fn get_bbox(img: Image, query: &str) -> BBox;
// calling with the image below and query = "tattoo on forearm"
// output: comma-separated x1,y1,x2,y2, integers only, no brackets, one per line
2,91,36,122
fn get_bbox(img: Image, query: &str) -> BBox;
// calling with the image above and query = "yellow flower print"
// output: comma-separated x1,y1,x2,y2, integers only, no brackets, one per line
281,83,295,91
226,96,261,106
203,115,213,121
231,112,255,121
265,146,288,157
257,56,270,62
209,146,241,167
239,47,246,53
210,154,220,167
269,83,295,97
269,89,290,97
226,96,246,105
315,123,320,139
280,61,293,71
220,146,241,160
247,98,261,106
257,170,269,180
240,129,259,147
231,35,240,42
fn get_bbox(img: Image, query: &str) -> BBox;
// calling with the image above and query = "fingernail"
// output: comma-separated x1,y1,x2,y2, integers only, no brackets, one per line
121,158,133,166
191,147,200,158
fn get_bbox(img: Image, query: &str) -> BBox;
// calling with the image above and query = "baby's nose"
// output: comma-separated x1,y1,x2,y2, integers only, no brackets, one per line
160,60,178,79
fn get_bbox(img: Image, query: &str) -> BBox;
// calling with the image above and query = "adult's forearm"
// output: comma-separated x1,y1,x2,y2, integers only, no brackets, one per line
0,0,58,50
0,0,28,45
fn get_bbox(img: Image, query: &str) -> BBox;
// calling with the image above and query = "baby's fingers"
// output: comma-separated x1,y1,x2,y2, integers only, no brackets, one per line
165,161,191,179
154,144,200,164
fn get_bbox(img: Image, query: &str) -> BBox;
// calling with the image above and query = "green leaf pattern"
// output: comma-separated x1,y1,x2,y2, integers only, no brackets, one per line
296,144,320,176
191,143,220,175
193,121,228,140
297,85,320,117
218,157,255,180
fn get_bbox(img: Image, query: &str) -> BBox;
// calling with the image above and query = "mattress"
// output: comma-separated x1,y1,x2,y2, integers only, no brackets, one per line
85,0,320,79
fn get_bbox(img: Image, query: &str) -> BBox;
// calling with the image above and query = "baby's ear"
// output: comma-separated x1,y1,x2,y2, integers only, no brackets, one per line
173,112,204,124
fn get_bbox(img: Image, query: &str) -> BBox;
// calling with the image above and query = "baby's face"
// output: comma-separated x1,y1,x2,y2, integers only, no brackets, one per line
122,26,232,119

........

**WHAT TO WORK ON**: Copy each line of the listing in which the word "baby" can be found.

**OUTPUT**:
// calling with the image above and query = "baby's nose"
// calling with the image above and query = "baby's fingers"
// calling with the image above and query = "baby's ear"
// calling with the image above and query = "baby's face"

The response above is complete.